**PROBLEM TO WORK ON**
Find each line in the records below that contains the word "bristly", matching case exactly, and copy every such line in full.

Records pointing to named objects
---+---

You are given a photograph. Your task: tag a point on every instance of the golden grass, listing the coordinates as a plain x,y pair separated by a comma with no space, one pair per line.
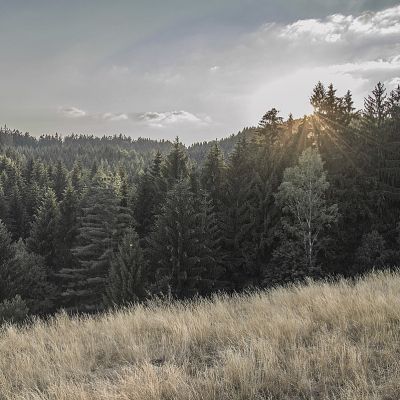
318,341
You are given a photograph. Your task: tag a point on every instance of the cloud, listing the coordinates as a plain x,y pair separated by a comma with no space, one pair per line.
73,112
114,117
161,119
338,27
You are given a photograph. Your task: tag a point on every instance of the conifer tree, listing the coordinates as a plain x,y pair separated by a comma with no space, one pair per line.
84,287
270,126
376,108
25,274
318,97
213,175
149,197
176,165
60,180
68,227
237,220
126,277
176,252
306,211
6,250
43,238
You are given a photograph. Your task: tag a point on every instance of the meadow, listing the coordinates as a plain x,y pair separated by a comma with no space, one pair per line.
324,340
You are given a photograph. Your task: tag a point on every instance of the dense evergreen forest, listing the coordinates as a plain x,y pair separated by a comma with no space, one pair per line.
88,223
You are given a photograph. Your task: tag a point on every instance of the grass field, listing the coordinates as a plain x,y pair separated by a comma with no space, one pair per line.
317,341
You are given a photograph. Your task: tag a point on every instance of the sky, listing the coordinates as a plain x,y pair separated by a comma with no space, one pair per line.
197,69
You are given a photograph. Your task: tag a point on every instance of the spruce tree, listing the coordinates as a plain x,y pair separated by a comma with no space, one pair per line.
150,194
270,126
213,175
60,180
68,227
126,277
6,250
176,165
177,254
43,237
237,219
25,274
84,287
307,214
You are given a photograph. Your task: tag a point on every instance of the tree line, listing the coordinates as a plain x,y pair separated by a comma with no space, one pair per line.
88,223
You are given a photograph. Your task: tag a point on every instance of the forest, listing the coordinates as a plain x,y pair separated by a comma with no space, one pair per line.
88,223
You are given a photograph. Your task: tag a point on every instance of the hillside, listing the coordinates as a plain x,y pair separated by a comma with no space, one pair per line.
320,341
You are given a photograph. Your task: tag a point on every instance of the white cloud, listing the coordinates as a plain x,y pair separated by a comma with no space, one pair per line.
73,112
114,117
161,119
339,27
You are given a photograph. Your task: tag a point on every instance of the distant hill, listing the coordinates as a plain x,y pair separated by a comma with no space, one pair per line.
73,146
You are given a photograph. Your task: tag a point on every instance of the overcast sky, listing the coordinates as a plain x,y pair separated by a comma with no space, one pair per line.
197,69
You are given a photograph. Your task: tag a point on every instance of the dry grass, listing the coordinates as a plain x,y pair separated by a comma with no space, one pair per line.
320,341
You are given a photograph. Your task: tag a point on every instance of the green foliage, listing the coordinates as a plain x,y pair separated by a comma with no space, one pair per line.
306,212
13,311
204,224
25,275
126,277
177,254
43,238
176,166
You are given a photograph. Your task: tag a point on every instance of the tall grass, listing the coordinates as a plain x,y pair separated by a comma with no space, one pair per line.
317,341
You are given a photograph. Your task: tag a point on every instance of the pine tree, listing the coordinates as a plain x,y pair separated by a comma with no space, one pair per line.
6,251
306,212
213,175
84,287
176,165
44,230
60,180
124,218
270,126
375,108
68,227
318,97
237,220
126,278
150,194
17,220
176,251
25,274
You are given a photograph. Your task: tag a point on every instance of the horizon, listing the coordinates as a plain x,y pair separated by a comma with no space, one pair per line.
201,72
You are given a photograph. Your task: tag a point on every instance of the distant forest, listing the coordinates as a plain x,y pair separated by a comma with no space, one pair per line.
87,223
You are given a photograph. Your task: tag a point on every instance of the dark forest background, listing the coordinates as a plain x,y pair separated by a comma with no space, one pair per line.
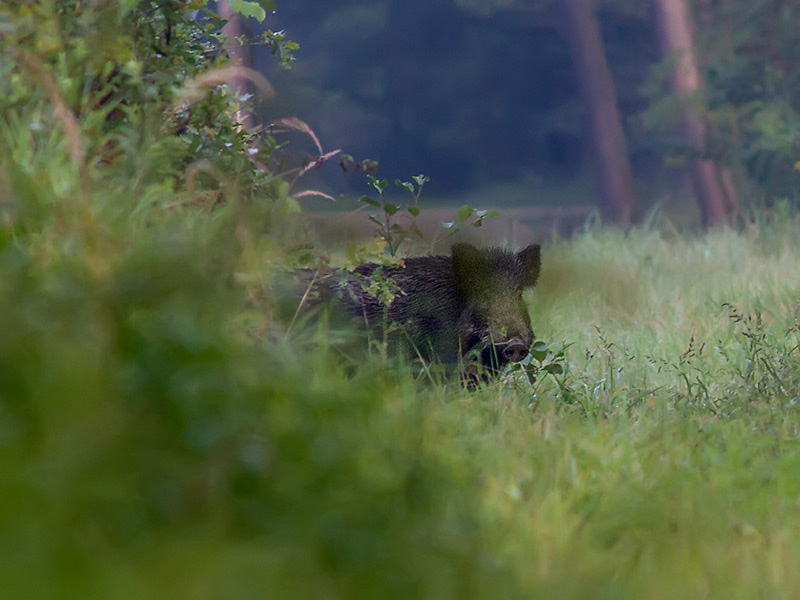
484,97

---+---

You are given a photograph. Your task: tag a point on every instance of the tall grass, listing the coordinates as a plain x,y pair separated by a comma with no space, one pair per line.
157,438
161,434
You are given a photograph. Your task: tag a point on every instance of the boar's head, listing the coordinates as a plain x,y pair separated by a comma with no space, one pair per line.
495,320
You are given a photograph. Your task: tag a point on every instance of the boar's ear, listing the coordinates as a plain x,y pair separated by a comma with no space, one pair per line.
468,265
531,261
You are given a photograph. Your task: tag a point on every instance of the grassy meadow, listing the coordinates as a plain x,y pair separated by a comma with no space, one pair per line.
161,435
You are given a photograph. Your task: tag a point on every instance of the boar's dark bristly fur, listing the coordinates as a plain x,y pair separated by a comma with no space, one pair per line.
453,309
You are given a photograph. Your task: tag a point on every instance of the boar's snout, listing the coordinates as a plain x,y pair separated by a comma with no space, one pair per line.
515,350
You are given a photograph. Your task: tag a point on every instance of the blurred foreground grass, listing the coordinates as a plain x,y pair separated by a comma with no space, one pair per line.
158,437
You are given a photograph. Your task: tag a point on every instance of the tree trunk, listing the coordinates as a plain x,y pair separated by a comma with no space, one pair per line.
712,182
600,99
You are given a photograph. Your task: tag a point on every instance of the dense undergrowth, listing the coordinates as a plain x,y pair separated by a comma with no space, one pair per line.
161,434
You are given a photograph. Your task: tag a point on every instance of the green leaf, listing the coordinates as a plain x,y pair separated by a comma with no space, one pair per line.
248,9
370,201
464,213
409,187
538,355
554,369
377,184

---+---

**TASK RESULT**
You are given a photograph. Your task: tag a point on every instance of the boar's dark bristly fur, listing the coordinates as a plain x,y pair separated by a comma with no space, one pair per line.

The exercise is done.